- YOUR INSTRUCTIONS
Scan the entries for lines with the word "tower" and copy those lines.

** Opening SOURCE DATA block **

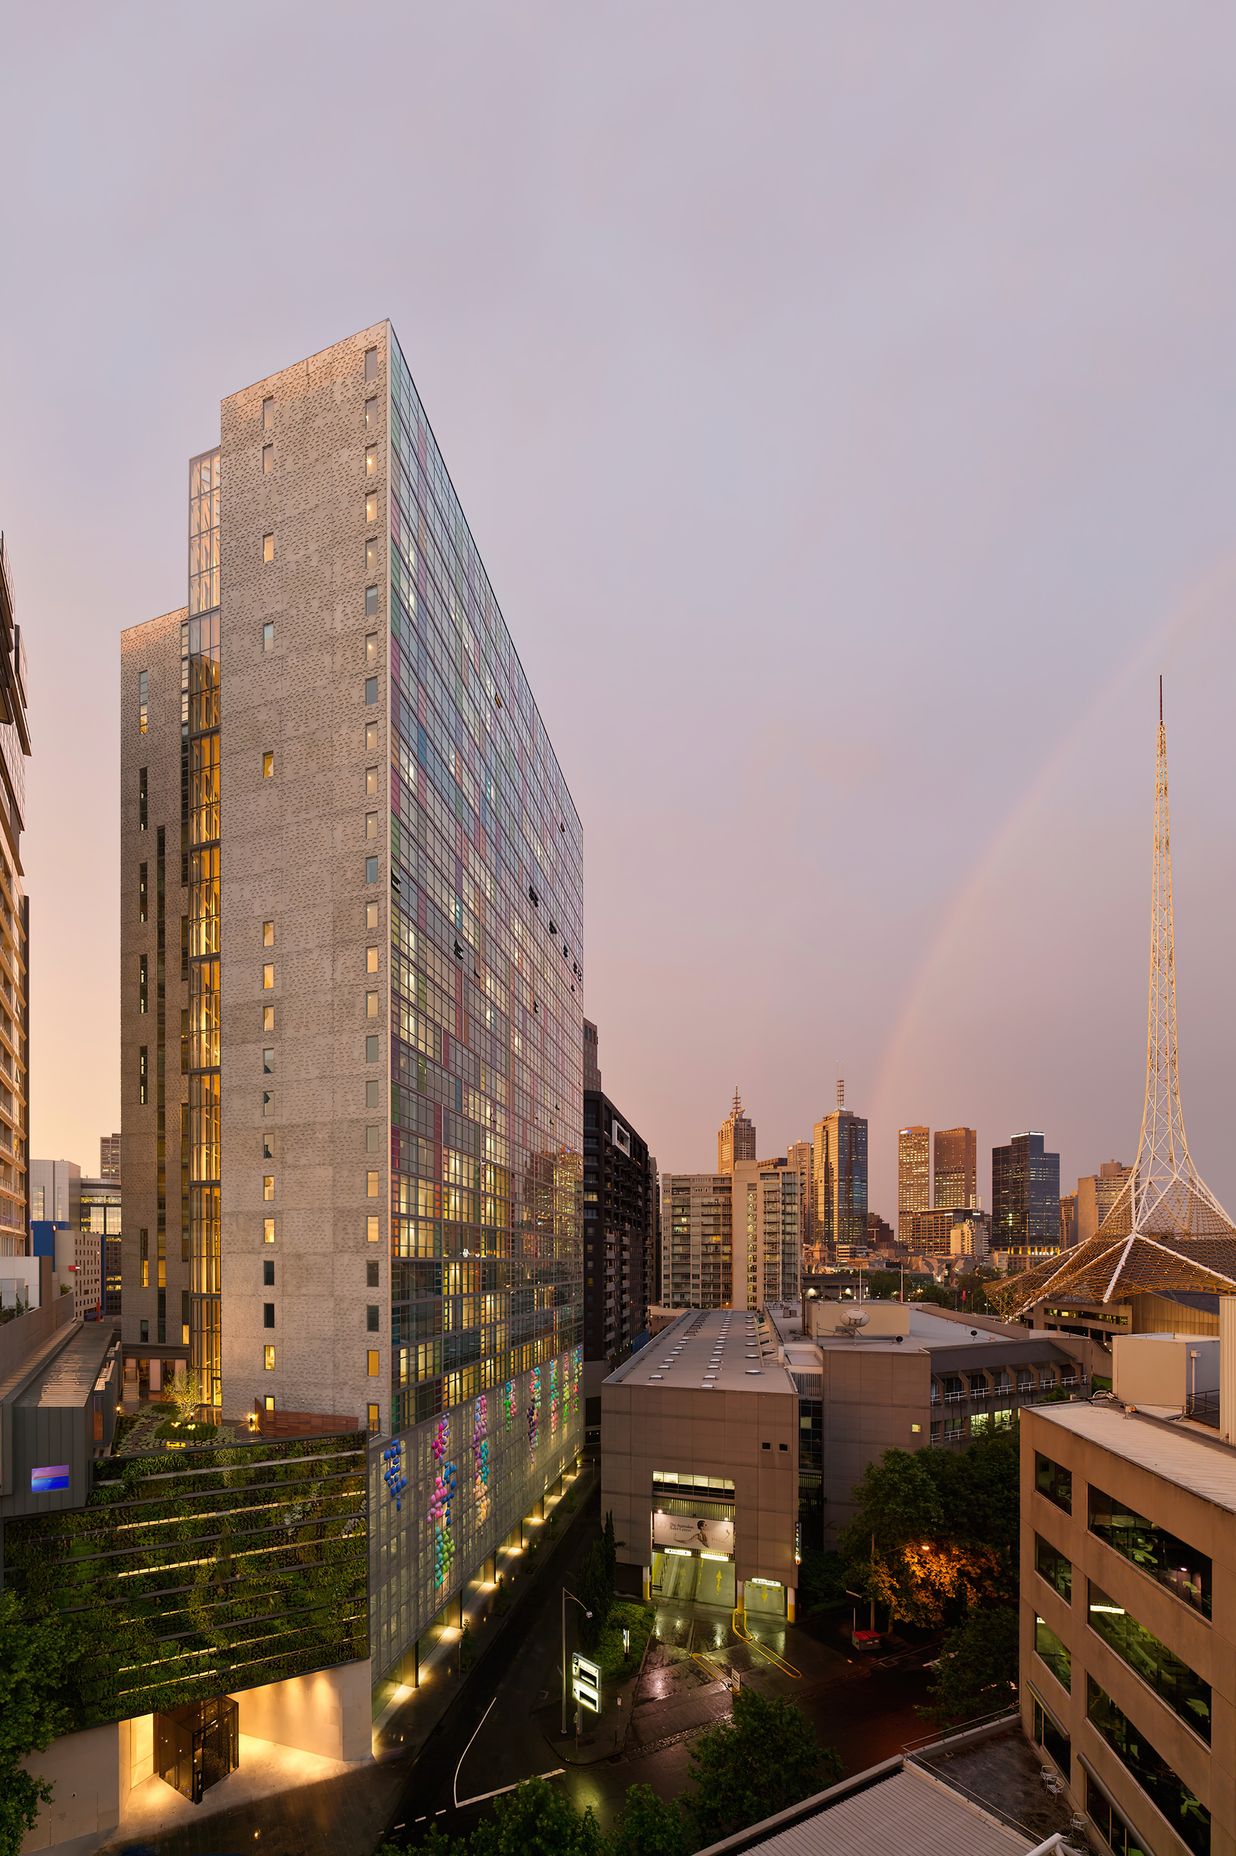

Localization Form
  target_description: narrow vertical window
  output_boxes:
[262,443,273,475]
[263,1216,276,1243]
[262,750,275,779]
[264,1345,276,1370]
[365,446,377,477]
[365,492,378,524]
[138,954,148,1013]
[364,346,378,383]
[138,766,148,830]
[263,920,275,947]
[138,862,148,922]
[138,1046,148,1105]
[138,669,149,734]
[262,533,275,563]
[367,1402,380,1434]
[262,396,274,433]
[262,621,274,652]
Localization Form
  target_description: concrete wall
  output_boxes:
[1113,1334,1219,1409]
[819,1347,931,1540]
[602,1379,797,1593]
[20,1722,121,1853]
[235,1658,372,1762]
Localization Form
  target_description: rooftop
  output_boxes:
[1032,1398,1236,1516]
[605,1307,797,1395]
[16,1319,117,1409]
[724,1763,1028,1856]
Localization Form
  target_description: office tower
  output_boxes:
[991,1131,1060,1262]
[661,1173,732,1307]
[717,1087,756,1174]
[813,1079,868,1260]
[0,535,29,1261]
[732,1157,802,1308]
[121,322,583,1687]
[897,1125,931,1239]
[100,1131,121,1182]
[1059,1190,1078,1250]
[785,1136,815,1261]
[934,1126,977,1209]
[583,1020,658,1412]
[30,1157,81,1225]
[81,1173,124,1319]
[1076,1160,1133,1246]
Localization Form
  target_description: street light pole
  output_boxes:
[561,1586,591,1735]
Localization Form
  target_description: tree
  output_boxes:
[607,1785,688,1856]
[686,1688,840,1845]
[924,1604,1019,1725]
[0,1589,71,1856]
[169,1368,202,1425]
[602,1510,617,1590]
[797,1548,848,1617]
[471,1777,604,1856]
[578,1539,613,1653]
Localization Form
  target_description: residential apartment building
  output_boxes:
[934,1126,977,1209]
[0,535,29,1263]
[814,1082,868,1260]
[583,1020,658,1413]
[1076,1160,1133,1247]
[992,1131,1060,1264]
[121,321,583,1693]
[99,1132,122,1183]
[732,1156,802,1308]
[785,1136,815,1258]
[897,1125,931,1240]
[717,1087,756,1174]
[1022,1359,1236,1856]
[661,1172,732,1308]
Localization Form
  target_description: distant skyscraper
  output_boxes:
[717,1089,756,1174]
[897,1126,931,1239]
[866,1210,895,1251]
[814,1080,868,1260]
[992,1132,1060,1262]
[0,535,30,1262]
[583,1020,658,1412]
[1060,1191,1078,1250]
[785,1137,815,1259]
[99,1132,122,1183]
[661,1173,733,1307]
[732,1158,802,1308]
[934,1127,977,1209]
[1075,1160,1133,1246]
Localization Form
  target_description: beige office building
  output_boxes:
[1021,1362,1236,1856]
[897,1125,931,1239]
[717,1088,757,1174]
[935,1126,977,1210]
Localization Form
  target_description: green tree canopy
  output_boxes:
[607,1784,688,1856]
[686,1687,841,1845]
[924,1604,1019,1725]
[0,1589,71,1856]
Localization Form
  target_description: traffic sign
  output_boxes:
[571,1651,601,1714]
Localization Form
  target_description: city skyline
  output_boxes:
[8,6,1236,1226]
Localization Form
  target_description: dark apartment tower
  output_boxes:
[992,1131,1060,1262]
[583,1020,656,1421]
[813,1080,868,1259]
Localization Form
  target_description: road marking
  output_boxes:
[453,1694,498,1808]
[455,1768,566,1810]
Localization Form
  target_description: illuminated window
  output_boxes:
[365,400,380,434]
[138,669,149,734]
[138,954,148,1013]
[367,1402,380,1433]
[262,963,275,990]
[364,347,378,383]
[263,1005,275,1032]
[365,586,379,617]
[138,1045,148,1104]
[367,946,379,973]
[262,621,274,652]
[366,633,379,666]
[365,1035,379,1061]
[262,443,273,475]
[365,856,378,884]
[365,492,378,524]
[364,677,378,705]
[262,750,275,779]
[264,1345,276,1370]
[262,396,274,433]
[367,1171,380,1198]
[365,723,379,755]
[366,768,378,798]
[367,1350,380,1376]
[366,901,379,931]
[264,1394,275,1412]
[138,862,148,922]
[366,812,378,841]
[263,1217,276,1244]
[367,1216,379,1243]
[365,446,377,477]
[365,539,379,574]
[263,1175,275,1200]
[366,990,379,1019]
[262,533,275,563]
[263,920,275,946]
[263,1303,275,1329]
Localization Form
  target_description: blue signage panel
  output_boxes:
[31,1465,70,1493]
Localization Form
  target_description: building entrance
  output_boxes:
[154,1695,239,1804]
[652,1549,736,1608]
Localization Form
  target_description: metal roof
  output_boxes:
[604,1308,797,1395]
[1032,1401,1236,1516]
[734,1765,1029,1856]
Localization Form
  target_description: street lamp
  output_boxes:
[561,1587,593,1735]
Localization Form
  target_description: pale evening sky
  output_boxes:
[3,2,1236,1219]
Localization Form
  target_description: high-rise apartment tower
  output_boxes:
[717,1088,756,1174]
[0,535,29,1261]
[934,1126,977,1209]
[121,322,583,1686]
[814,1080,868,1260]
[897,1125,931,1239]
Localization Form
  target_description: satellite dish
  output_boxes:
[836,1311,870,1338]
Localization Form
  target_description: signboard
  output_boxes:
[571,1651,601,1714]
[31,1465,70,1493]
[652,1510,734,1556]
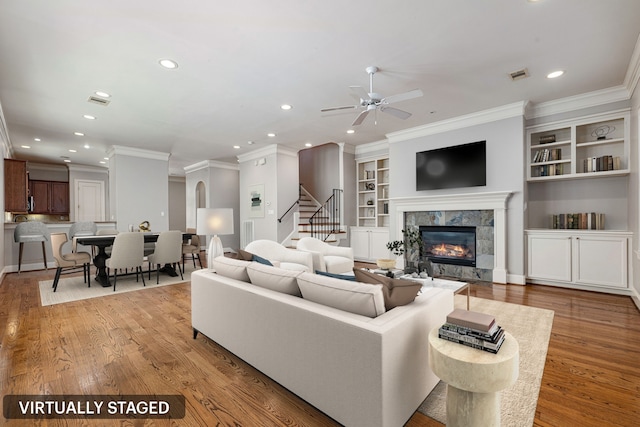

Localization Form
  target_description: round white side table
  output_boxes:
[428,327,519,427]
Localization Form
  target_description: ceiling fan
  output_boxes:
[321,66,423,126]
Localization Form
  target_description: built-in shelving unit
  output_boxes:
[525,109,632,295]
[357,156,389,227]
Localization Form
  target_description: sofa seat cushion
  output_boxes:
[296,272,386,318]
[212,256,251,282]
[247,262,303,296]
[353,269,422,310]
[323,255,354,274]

** Closing SOURCE DATA block **

- REPLY
  target_description: office tower
  target_description: dark apartment tower
  target_description: high-rise apartment tower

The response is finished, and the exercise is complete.